* **Written instruction**
Please copy the records below line for line without changing anything, leaving out the pictures.

************

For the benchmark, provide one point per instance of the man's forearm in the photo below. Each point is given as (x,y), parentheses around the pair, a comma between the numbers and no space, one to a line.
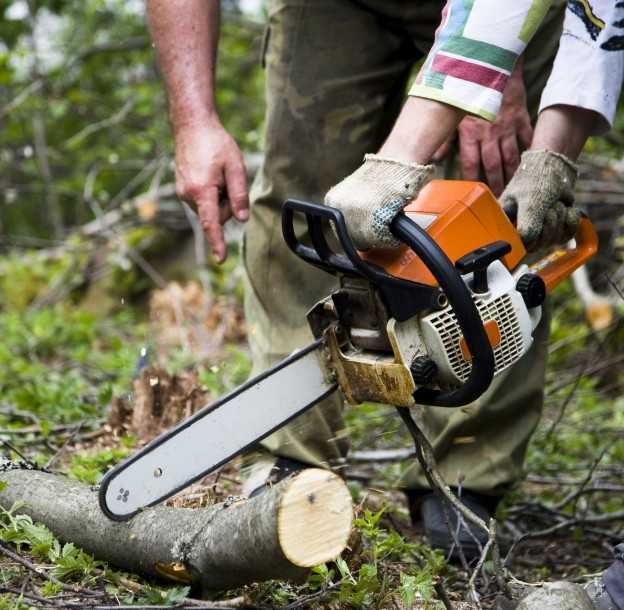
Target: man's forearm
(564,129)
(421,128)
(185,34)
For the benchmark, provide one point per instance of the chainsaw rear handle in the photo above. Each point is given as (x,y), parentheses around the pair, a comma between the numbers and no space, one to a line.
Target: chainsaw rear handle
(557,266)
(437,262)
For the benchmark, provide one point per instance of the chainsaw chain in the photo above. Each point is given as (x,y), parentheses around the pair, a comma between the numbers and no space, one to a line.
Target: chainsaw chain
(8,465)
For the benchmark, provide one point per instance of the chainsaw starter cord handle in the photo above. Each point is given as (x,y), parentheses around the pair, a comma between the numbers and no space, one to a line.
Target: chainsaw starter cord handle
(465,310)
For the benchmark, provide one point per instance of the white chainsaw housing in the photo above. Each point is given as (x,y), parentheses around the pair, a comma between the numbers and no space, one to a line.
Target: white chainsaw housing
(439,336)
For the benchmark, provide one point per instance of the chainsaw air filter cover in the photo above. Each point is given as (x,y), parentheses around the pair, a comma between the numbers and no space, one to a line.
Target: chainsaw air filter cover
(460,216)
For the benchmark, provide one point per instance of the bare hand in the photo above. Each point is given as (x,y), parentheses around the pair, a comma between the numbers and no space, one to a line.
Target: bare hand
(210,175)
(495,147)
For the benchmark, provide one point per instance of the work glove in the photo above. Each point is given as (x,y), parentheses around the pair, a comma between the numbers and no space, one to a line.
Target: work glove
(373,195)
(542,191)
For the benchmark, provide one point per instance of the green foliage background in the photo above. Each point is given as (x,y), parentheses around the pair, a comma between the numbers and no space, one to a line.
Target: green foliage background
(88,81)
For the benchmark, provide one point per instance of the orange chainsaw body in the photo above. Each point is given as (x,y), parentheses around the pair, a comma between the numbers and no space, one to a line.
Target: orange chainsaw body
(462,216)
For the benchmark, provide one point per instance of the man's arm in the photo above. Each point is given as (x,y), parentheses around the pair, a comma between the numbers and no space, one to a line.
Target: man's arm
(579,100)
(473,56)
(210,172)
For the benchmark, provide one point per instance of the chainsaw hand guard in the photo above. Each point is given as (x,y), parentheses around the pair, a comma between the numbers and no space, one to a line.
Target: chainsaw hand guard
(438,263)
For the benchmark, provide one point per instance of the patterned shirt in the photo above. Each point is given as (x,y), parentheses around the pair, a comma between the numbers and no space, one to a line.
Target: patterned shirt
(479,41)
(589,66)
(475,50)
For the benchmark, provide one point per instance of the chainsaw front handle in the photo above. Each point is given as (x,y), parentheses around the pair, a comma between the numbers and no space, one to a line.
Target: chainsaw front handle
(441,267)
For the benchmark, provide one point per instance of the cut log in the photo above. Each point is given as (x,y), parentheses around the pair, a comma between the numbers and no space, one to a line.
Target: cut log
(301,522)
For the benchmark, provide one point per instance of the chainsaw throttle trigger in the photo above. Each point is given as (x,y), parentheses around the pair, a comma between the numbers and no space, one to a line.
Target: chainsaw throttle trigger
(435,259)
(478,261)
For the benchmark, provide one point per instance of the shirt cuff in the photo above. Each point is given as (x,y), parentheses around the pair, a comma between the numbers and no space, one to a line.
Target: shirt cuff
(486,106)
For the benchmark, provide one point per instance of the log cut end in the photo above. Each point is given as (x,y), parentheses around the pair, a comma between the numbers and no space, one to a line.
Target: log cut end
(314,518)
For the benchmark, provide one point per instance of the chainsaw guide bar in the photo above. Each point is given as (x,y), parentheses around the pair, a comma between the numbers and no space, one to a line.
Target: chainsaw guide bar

************

* **Output for this task**
For the benchmark, provide one point per instance of the man's forearm in the photo below. Each point is given as (x,y), parentheses around the pair, a comma between the numbers and no space, one to a line.
Target: man's forearm
(564,129)
(421,128)
(185,34)
For the benchmark, provide one point per instance of the chainsaw rear handle in the photo above. Each point is given as (x,y), parentheses around the pair, a comma between the numbers and no space, one to a line.
Target: chainsaw rear handle
(557,266)
(437,262)
For the benchmark, provide one point per instance of the chainsaw chain in the photo above. Each point is given as (x,y), parentheses around the pair, a comma between the numbers and no space, one to a line.
Target: chainsaw chain
(8,465)
For the benchmark, provide one point per instance of the chainsaw starter cord handle in the photo above. Each point is given as (x,y), parentheses around the pair, a comma between the numbers and no space, one to a line.
Target: chainsaw starter cord handle
(465,310)
For the benchmark, provide one point per instance of the white chainsaw housing in the photo above. Each point is given as (x,y), parentheses around the pair, a comma between the numbers and no space, one to a line.
Target: white chainsaw housing
(439,336)
For the benchmark, provide one point per instance of the chainsaw air filter cover in the photo above. Each point is given as (x,y), parentheses around the pair, a comma between the numbers and no space, one to a line.
Target: chainsaw air filter cover
(460,216)
For the benchmark, provide one point per instance of the bare hand in the photo above. Each point is given as (x,y), parentheses around the pair, a comma between the numbers and no space, one to a line.
Target: bare hand
(210,175)
(495,147)
For the benchmark, provide one point per instance of the work glove in the photo above. Each point is given as (x,y), parentheses around the pair, a comma between the numbers and no space, one to a line.
Target: work glove
(373,195)
(542,191)
For the benchmark, provide one point per instance of the green foliage background in the photo above. Each point is given as (x,y), parentheses around the pair, a comma between the numbers and no space, one to a line.
Target: green foliage background
(88,81)
For the benchmark, provide one point per instance of the orange chainsaw body in the photo above. Each point is given as (x,y), parentheses around the pair, a comma between the numbers and no space, one to a line.
Target: orange chainsaw body
(462,216)
For the benchmark, provide one point per instance of the man's arm in the photo above. Each point is given as (x,y), parentheses around the pair, a comma between the numbers and no space, one to a line.
Target: man's arm
(579,100)
(473,56)
(210,172)
For the benchmark, provide one point per instance of the chainsaw hand guard in the photo above. Each point is given as (x,y), parentheses around the pair, a comma between the numbers and no space, one to a line.
Target: chainsaw hand guard
(438,263)
For the benchmark, provide one point per instance of the patterned shirt in the photo above. Each point is given as (x,y), parentheses around the pair, a comma between the numbers and no space, one to a line.
Target: patterned shirt
(479,41)
(589,66)
(475,50)
For the benchmark, provide one point per instance of the chainsaw front handle in the photo above. Each point is given as (x,y), parentheses around the pair, a comma between the numbers and no space, one to a line.
Target: chainsaw front handle
(441,267)
For the benchmark, provide one point per instance of the cut log in the photo above. Each point is given as (x,y), parentheses around the pair, a comma between the numbers and no space, one to a line.
Target: cut log
(301,522)
For the benchmark, provide one point per instance of the chainsaw throttle trigger in the photo above. Each point is given as (x,y), parentheses around the pair, a comma between the numbers and no space, one to a line.
Target: chainsaw throttle trigger
(435,259)
(478,261)
For the benchmark, provide one point per instance of the shirt cuff in the photo above. Each point is given as (x,y), parentheses around the pair, a comma between the numbers and no space, one to a line.
Target: shirt cuff
(486,106)
For the benchmark, provide one point per instance of the log cut end in the photo above. Each point is given as (x,y), parentheses around the pair, a comma between the numbers and no space, one to a line.
Target: log cut end
(314,518)
For the benchmark, provide one point per instance of the chainsaw guide bar in the photo above. Each point is given as (x,y), parentheses around the pair, a comma between the numbers and no space, one to a line.
Target: chainsaw guide bar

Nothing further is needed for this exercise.